YOUR TASK: Echo every line of the records below, from the line containing "For every instance of the white curtain, drop" down to the line containing "pixel 423 320", both included, unchanged.

○ ○ ○ ○

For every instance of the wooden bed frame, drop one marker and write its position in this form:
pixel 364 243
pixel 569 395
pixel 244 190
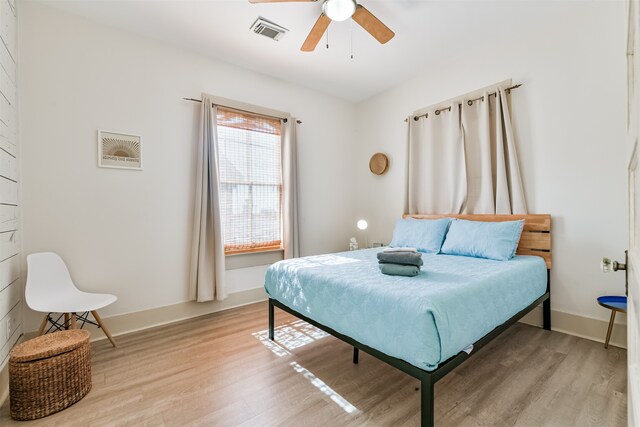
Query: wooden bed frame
pixel 535 240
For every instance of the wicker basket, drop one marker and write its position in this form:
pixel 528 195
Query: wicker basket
pixel 49 373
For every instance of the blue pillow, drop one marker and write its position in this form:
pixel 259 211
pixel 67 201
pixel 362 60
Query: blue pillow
pixel 491 240
pixel 426 235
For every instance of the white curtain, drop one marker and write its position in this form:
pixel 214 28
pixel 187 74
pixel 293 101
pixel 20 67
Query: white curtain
pixel 464 160
pixel 290 232
pixel 437 176
pixel 207 275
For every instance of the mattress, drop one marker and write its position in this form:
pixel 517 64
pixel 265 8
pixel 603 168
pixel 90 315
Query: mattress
pixel 423 320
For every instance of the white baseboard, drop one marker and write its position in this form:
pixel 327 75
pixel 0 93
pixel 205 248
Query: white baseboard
pixel 583 327
pixel 141 320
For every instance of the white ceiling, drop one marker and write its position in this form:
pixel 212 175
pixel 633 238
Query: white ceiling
pixel 426 32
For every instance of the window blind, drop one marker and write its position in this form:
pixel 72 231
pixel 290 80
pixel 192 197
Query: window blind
pixel 250 180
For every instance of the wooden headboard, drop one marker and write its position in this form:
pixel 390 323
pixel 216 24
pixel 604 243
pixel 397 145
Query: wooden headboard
pixel 535 238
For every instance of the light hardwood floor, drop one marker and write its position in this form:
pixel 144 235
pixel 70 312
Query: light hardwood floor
pixel 221 370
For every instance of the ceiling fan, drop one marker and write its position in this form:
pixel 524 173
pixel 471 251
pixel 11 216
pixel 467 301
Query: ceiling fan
pixel 340 10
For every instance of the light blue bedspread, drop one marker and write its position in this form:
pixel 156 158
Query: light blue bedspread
pixel 424 320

○ ○ ○ ○

COMPLETED TASK:
For every instance of the white curtain, drop one marker and write its position in this form:
pixel 214 28
pixel 187 74
pixel 293 101
pixel 20 67
Query: white curtain
pixel 464 160
pixel 290 232
pixel 437 176
pixel 207 275
For every instance of the mattress, drop one marker and write its position in this form:
pixel 517 64
pixel 265 8
pixel 603 168
pixel 90 315
Query: mattress
pixel 423 320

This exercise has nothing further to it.